(Data for this exercise Opens)

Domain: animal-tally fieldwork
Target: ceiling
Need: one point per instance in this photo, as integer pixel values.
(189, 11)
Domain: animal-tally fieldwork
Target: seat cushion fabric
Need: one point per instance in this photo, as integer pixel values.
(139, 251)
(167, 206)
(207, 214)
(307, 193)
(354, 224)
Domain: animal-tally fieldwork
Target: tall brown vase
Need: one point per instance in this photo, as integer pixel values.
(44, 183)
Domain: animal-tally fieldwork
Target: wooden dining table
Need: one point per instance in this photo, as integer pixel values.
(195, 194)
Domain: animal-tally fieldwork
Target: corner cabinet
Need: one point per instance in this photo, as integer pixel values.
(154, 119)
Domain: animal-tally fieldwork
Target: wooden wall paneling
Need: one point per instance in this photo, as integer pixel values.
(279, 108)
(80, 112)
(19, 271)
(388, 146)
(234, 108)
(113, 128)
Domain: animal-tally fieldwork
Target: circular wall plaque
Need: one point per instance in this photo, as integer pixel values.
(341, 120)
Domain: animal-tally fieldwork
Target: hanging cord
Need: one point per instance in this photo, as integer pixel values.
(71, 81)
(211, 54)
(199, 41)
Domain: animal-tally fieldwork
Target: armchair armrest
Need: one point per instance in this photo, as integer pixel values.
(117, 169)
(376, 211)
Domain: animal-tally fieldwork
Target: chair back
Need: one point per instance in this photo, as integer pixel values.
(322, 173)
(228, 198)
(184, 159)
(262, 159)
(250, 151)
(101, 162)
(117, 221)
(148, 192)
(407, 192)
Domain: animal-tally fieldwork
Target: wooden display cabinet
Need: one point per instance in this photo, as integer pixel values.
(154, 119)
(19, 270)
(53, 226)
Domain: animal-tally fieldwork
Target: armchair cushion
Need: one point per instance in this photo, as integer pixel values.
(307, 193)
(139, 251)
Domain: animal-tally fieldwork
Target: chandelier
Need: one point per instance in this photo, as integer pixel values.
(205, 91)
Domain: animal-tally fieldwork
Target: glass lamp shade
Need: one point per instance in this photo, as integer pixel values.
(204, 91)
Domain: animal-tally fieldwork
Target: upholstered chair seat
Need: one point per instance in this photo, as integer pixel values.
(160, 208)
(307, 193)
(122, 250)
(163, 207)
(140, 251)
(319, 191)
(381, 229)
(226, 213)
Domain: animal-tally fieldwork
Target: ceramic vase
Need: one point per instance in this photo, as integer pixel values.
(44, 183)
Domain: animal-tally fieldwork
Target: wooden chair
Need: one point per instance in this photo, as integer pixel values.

(Data for this exercise Closes)

What you should do: Output the lines of the records above exactly as they appear, from the line containing "Target: wooden wall paneling" through the line containing "Target: armchair cushion".

Written reply:
Target: wooden wall paneling
Need: one point per instance in this photo, as integer pixel values.
(279, 108)
(80, 112)
(19, 271)
(388, 146)
(234, 108)
(113, 128)
Domain: animal-tally fieldwork
Target: circular wall plaque
Need: one point per instance in this photo, as integer pixel values.
(341, 120)
Domain: animal-tally fieldwork
Target: hanging cord
Need: one point per instance in this photo, as integer pixel values.
(71, 81)
(211, 54)
(199, 41)
Domain: animal-tally fieldwork
Target: armchair armrest
Need: one point per instance in this photo, as integer pixel values.
(117, 169)
(376, 211)
Domain: animal-tally fieldwork
Target: chair back
Need: one point per instance in this photo, as integer pixel values.
(322, 173)
(228, 198)
(184, 159)
(262, 159)
(250, 151)
(101, 162)
(117, 221)
(148, 192)
(407, 192)
Domain: animal-tally fieldwork
Target: wooden display cabinet
Need: one point per instance in this photo, as integer pixel values.
(154, 119)
(19, 270)
(53, 226)
Domain: animal-tally fieldwork
Target: armchair cushion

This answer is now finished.